Comment by Jess from upstate SC
2013-12-16 05:48:37

In another strange turn ,Canada”s neat rural farmsteads,the huge old barns and the gabled houses, are being erased at an alarming Rate . The Big Farmers buy up the farms, doze the buildings because of the high building tax rates , and you see miles and miles of uninhabited countryside in what was formerly settled and populated areas ,especially southern Ontario ,from London down through Chatham,Ont.

 
Comment by Overtaxed
2013-12-16 06:03:55

“CBC News reports from Canada. “Real estate prices in Canada are the most overvalued in the world, according to a new study from Deutsche Bank, which estimates homes in the country are valued 60 per cent too high.”

Now here’s something I’ve been shouting from the hills for the past few years, glad someone in the MSM finally has woken up to it.

Canada is absolutely, off the charts, ridiculous. The entire population of Canada would fit into California with plenty of room to spare (Cali actually has a higher population). Yet Canada has a land mass that’s about 60X that of California. 60X!! And, if you’ve ever been to Cali you’d know, it’s not exactly “running out of land” anywhere except right near the coasts. It’s ridiculous, land in most of Canada should be 1000/acre or less.

The crash up north is going to make the one in the US look like a joke. I wouldn’t be shocked to see houses in large areas selling for 20% of their previous sale price. On aggregate, I’d be shocked if the country didn’t see a 50% drop in prices.

I love our northern neighbors, but, I have to ask (hopefully we have some Canadians on here) what the he** are you people thinking? It’s CANADA, not South Beach/Bel Air! I see House Hunters up there all the time with young couples looking to buy their first home in the 500K price range?! Does everyone in Canada make 200K a year? And then, what they are looking at (houses) we wouldn’t pay 250K for here in the states.

Comment by Housing Analyst
2013-12-16 06:25:46

Fixt it

“Real estate prices in Canada the US are the most overvalued in the world”

 
Comment by Mr. Smithers
2013-12-16 07:14:50

“Yet Canada has a land mass that’s about 60X that of California. 60X!!”

And 90% of that land is pretty much uninhabitable. Well unless you don’t mind -30 temps year round.

## Given information
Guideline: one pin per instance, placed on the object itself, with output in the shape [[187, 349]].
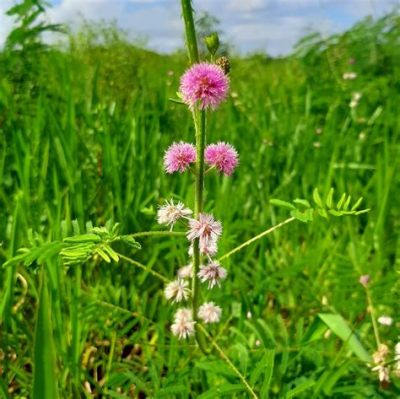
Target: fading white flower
[[208, 247], [381, 354], [185, 271], [170, 213], [383, 373], [213, 273], [349, 76], [183, 326], [364, 280], [355, 99], [209, 312], [385, 320], [396, 368], [177, 290], [206, 229]]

## Work required
Name every commenter in the comment thread on Canadian real estate above.

## Exercise result
Jess from upstate SC, Overtaxed, Housing Analyst, Mr. Smithers